EDITORIAL

Flawed symbol

Abortion is arguably the most contentious and divisive issue in American public life.

5/15/2013

Abortion is arguably the most contentious and divisive issue in American public life. Yet the reaction to the conviction of Dr. Kermit Gosnell for murder of babies in a rogue abortion facility in Philadelphia will be greeted with near unanimity: Good riddance.

Gosnell did illegal late-term abortions, although he was not certified to perform abortions. He operated in deplorable squalor; it was alleged that he snipped the spines of some of the babies born alive. It was truly a house of horrors.

This week, a jury of seven women and five men convicted Gosnell of three counts of first-degree murder. To avoid the death penalty, Gosnell dropped his right to appeal in exchange for a sentence of life in prison without parole.

There’s wide agreement that women are better off without Gosnell going about his illegal business. But the agreement ends at the point where the debate begins about what his conviction symbolizes.

To those who think all abortion is murder, it confirms their position, representing an extreme pole on an immoral continuum. But that absolutist position doesn’t fit the facts.

• Task description: According to the editorial, why did Gosnell give up his right to appeal?

Dataset excerpts:
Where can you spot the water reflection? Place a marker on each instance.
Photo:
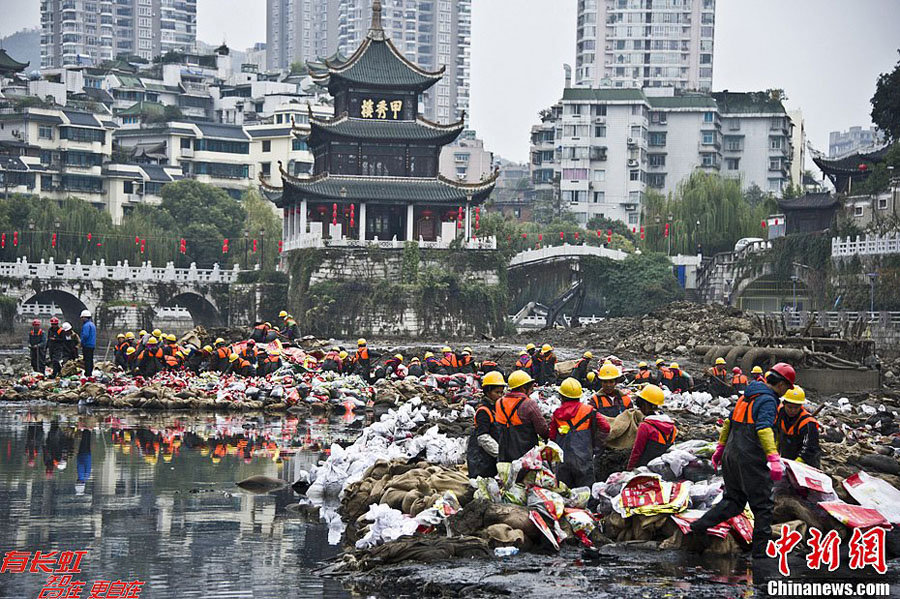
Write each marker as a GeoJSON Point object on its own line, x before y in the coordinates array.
{"type": "Point", "coordinates": [152, 497]}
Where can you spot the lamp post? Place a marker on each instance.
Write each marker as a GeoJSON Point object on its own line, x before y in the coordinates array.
{"type": "Point", "coordinates": [872, 276]}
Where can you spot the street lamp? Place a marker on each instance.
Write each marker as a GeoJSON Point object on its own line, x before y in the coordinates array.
{"type": "Point", "coordinates": [872, 276]}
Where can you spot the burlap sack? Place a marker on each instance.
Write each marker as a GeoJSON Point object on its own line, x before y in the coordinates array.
{"type": "Point", "coordinates": [623, 430]}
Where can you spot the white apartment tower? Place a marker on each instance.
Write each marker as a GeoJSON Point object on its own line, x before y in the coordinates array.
{"type": "Point", "coordinates": [430, 33]}
{"type": "Point", "coordinates": [90, 31]}
{"type": "Point", "coordinates": [645, 43]}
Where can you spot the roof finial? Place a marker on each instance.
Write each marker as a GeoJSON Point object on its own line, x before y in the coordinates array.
{"type": "Point", "coordinates": [376, 31]}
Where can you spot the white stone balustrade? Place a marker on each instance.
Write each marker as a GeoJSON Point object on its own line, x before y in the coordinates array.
{"type": "Point", "coordinates": [22, 269]}
{"type": "Point", "coordinates": [871, 245]}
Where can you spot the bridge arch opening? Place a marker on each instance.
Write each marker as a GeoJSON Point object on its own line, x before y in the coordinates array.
{"type": "Point", "coordinates": [201, 312]}
{"type": "Point", "coordinates": [68, 307]}
{"type": "Point", "coordinates": [770, 294]}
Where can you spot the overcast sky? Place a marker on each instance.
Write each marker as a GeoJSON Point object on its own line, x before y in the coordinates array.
{"type": "Point", "coordinates": [825, 54]}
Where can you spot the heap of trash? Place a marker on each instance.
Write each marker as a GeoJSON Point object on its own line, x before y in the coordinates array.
{"type": "Point", "coordinates": [405, 496]}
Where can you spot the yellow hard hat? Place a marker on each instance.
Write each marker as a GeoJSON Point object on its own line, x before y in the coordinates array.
{"type": "Point", "coordinates": [796, 395]}
{"type": "Point", "coordinates": [571, 388]}
{"type": "Point", "coordinates": [493, 379]}
{"type": "Point", "coordinates": [653, 394]}
{"type": "Point", "coordinates": [519, 378]}
{"type": "Point", "coordinates": [609, 371]}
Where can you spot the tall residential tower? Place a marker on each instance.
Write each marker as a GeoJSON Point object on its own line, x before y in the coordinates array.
{"type": "Point", "coordinates": [90, 31]}
{"type": "Point", "coordinates": [645, 43]}
{"type": "Point", "coordinates": [430, 33]}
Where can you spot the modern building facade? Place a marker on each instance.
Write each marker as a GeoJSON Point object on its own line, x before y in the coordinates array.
{"type": "Point", "coordinates": [645, 43]}
{"type": "Point", "coordinates": [601, 150]}
{"type": "Point", "coordinates": [433, 34]}
{"type": "Point", "coordinates": [853, 139]}
{"type": "Point", "coordinates": [91, 31]}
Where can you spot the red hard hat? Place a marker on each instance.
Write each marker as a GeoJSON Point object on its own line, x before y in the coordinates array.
{"type": "Point", "coordinates": [785, 371]}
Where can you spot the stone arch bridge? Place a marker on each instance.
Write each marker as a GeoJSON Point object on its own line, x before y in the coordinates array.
{"type": "Point", "coordinates": [120, 295]}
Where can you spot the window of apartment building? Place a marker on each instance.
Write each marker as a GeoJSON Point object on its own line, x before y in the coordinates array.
{"type": "Point", "coordinates": [575, 174]}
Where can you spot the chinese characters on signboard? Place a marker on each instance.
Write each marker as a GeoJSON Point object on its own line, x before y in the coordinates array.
{"type": "Point", "coordinates": [381, 109]}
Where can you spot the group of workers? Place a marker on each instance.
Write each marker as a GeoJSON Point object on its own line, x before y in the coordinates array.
{"type": "Point", "coordinates": [60, 344]}
{"type": "Point", "coordinates": [768, 423]}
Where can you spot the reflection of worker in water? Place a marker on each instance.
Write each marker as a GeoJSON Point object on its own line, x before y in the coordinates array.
{"type": "Point", "coordinates": [83, 461]}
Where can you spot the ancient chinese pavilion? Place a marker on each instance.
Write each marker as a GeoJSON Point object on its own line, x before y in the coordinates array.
{"type": "Point", "coordinates": [376, 175]}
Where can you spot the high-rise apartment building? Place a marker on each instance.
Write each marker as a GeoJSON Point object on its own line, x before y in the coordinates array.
{"type": "Point", "coordinates": [90, 31]}
{"type": "Point", "coordinates": [429, 33]}
{"type": "Point", "coordinates": [645, 43]}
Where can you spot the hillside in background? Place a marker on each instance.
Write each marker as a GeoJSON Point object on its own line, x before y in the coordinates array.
{"type": "Point", "coordinates": [24, 46]}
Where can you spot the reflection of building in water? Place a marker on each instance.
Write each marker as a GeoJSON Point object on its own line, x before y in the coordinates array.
{"type": "Point", "coordinates": [180, 525]}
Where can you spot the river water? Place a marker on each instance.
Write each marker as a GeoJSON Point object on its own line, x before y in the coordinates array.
{"type": "Point", "coordinates": [152, 498]}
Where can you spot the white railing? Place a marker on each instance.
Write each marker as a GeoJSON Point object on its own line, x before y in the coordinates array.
{"type": "Point", "coordinates": [873, 245]}
{"type": "Point", "coordinates": [22, 269]}
{"type": "Point", "coordinates": [37, 309]}
{"type": "Point", "coordinates": [564, 251]}
{"type": "Point", "coordinates": [311, 240]}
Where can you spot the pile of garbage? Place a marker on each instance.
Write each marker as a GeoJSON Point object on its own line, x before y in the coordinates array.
{"type": "Point", "coordinates": [675, 328]}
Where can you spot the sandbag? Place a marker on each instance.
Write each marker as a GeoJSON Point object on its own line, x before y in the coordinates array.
{"type": "Point", "coordinates": [623, 430]}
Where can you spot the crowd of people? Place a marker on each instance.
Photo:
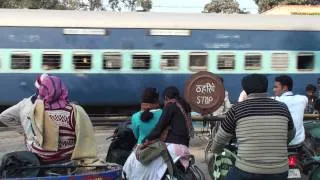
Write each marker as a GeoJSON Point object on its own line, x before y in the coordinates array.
{"type": "Point", "coordinates": [58, 131]}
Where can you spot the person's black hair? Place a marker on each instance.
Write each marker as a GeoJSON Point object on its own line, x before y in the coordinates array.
{"type": "Point", "coordinates": [285, 80]}
{"type": "Point", "coordinates": [150, 95]}
{"type": "Point", "coordinates": [172, 92]}
{"type": "Point", "coordinates": [311, 87]}
{"type": "Point", "coordinates": [255, 83]}
{"type": "Point", "coordinates": [221, 79]}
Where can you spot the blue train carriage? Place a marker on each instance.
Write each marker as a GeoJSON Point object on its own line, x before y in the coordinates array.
{"type": "Point", "coordinates": [107, 59]}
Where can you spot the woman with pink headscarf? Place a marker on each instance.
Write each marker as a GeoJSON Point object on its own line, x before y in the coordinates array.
{"type": "Point", "coordinates": [53, 127]}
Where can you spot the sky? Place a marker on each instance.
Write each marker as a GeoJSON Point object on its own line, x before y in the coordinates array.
{"type": "Point", "coordinates": [194, 6]}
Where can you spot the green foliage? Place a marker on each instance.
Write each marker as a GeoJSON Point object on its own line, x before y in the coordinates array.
{"type": "Point", "coordinates": [51, 4]}
{"type": "Point", "coordinates": [223, 6]}
{"type": "Point", "coordinates": [117, 5]}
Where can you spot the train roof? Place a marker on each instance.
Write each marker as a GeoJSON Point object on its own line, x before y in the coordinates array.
{"type": "Point", "coordinates": [98, 19]}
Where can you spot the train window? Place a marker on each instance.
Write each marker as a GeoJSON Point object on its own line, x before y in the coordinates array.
{"type": "Point", "coordinates": [170, 61]}
{"type": "Point", "coordinates": [111, 61]}
{"type": "Point", "coordinates": [280, 61]}
{"type": "Point", "coordinates": [20, 61]}
{"type": "Point", "coordinates": [51, 60]}
{"type": "Point", "coordinates": [253, 61]}
{"type": "Point", "coordinates": [226, 61]}
{"type": "Point", "coordinates": [305, 61]}
{"type": "Point", "coordinates": [141, 61]}
{"type": "Point", "coordinates": [198, 61]}
{"type": "Point", "coordinates": [82, 61]}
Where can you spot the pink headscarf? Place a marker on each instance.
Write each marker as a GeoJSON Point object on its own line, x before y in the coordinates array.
{"type": "Point", "coordinates": [52, 91]}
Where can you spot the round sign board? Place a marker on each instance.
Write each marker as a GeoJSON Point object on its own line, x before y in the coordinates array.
{"type": "Point", "coordinates": [204, 92]}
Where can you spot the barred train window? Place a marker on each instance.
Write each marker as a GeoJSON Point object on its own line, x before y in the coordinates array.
{"type": "Point", "coordinates": [51, 60]}
{"type": "Point", "coordinates": [305, 61]}
{"type": "Point", "coordinates": [141, 61]}
{"type": "Point", "coordinates": [280, 61]}
{"type": "Point", "coordinates": [82, 61]}
{"type": "Point", "coordinates": [20, 61]}
{"type": "Point", "coordinates": [226, 61]}
{"type": "Point", "coordinates": [198, 61]}
{"type": "Point", "coordinates": [112, 61]}
{"type": "Point", "coordinates": [169, 61]}
{"type": "Point", "coordinates": [253, 61]}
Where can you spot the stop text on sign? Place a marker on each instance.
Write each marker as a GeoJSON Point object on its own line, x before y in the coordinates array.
{"type": "Point", "coordinates": [204, 93]}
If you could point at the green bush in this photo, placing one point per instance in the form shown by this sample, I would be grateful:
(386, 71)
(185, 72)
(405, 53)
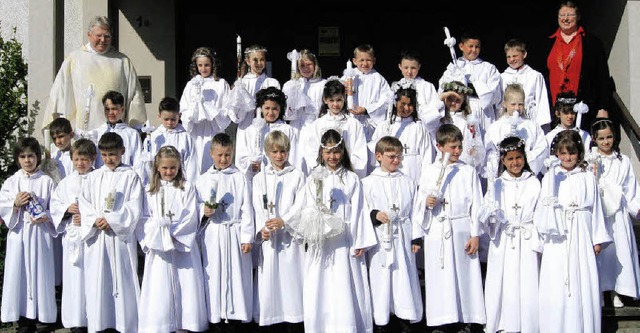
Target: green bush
(15, 119)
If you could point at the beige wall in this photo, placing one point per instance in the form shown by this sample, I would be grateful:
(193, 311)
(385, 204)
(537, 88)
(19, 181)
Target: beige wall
(147, 35)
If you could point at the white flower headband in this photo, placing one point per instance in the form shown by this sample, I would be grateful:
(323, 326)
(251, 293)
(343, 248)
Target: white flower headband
(457, 87)
(518, 146)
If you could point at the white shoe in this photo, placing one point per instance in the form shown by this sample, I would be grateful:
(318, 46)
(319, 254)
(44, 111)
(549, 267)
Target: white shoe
(617, 303)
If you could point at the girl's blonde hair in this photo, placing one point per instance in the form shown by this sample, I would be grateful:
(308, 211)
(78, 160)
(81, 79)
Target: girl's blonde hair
(166, 152)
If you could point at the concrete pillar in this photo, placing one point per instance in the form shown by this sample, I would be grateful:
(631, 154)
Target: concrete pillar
(42, 46)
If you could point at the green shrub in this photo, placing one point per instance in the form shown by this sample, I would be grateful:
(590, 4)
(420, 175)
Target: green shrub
(15, 119)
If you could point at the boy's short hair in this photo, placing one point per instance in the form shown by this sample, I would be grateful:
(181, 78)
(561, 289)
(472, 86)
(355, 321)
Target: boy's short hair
(114, 96)
(277, 139)
(110, 141)
(221, 139)
(448, 133)
(83, 146)
(388, 143)
(60, 125)
(169, 104)
(364, 48)
(27, 143)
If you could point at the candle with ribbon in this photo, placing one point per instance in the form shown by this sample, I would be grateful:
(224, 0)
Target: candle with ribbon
(47, 140)
(89, 94)
(443, 167)
(349, 74)
(294, 56)
(238, 54)
(580, 108)
(451, 43)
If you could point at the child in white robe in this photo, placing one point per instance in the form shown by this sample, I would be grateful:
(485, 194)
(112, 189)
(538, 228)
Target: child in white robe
(304, 91)
(393, 274)
(531, 80)
(169, 133)
(405, 125)
(67, 220)
(278, 192)
(226, 237)
(482, 76)
(569, 217)
(336, 293)
(446, 207)
(250, 158)
(335, 115)
(201, 103)
(427, 95)
(28, 290)
(566, 118)
(62, 135)
(110, 206)
(370, 90)
(113, 103)
(252, 76)
(618, 265)
(172, 297)
(511, 284)
(518, 124)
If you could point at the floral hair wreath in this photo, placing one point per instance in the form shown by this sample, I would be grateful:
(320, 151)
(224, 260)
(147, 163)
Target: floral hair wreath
(255, 49)
(457, 87)
(403, 84)
(518, 146)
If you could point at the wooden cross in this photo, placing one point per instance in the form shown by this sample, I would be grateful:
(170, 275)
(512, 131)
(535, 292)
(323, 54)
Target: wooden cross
(395, 208)
(224, 205)
(516, 207)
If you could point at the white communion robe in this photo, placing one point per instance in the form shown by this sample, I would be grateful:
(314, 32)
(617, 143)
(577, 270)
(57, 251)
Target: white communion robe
(227, 271)
(28, 289)
(393, 274)
(83, 68)
(280, 273)
(452, 278)
(618, 261)
(179, 139)
(416, 141)
(172, 294)
(336, 293)
(487, 85)
(536, 98)
(73, 307)
(130, 137)
(511, 284)
(202, 114)
(569, 217)
(111, 279)
(310, 90)
(250, 145)
(536, 147)
(371, 91)
(352, 133)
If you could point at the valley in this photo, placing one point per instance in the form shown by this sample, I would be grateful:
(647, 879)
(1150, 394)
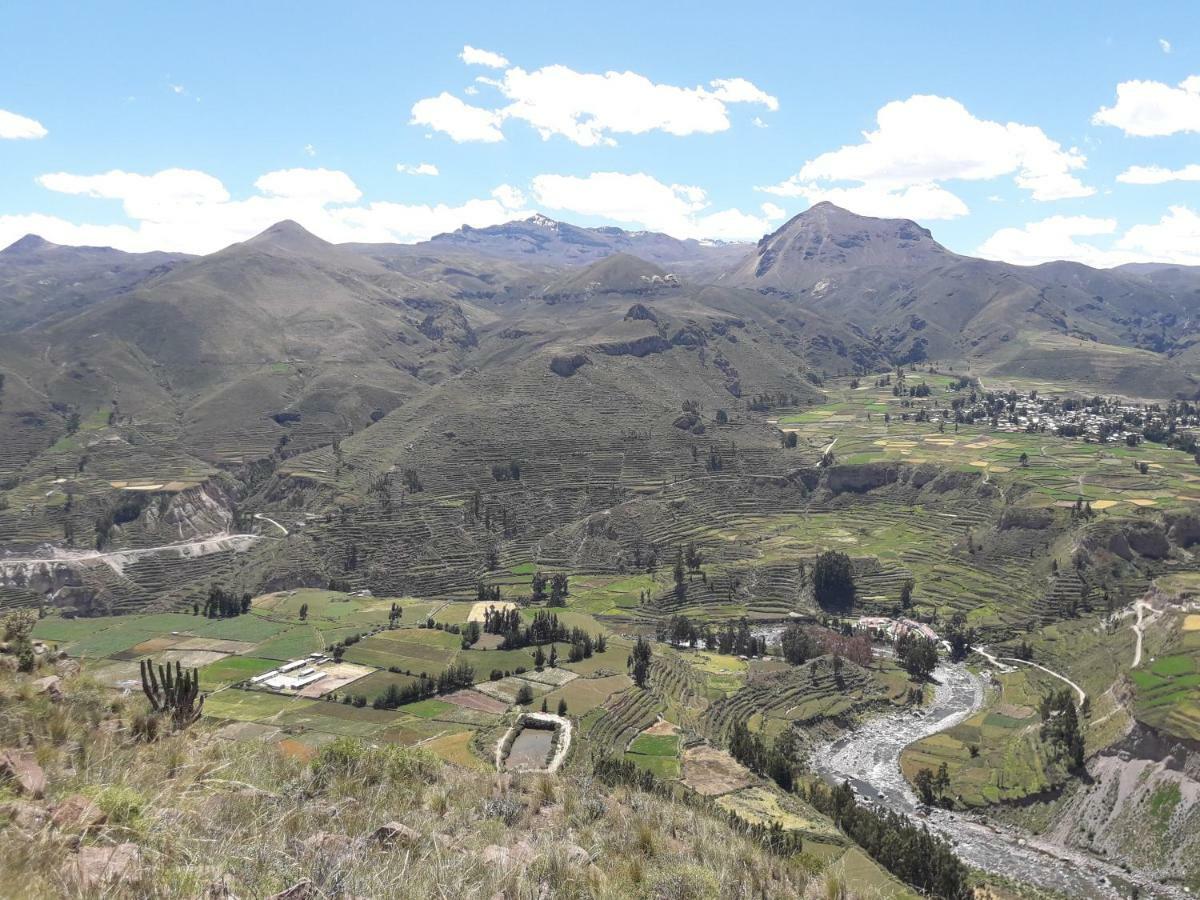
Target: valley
(535, 508)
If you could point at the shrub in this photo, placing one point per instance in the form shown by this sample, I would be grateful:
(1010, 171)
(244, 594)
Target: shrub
(349, 757)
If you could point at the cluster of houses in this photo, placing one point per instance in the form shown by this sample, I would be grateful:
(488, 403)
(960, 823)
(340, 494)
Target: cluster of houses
(292, 676)
(895, 629)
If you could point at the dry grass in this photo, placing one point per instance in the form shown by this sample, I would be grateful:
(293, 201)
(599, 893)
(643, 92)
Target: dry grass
(207, 811)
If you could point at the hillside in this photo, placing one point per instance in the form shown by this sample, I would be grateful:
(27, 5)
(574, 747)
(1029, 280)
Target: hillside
(41, 281)
(1060, 322)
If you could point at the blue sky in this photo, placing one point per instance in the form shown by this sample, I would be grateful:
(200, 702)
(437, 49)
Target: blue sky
(1021, 132)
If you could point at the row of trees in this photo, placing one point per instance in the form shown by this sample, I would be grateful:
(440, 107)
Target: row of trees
(222, 604)
(736, 640)
(544, 628)
(799, 643)
(558, 589)
(907, 850)
(460, 675)
(917, 654)
(778, 761)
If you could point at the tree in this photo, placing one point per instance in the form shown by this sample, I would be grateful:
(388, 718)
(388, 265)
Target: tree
(639, 661)
(925, 784)
(175, 693)
(558, 589)
(798, 645)
(833, 581)
(917, 654)
(959, 636)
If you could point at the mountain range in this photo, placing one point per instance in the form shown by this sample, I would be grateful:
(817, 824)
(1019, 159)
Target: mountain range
(286, 336)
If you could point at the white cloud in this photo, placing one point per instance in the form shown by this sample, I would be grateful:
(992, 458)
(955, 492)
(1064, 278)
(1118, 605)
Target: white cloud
(642, 201)
(18, 127)
(322, 186)
(1147, 109)
(924, 203)
(1158, 174)
(1174, 239)
(474, 57)
(509, 196)
(421, 168)
(739, 90)
(924, 141)
(192, 211)
(1050, 239)
(460, 120)
(588, 108)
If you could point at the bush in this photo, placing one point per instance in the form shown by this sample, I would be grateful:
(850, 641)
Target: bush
(349, 757)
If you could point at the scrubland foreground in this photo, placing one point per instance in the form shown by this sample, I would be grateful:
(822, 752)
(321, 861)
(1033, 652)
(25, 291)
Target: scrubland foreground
(93, 810)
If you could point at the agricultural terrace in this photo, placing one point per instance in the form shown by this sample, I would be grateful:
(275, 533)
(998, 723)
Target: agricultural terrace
(869, 425)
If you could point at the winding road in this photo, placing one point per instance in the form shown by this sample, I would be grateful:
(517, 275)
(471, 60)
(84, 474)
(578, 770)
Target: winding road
(870, 760)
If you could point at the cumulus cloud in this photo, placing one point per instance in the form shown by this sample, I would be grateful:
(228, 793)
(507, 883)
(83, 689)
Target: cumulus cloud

• Response box: He gave up his right to appeal to avoid the death penalty. In exchange, he got a sentence of life in prison without parole.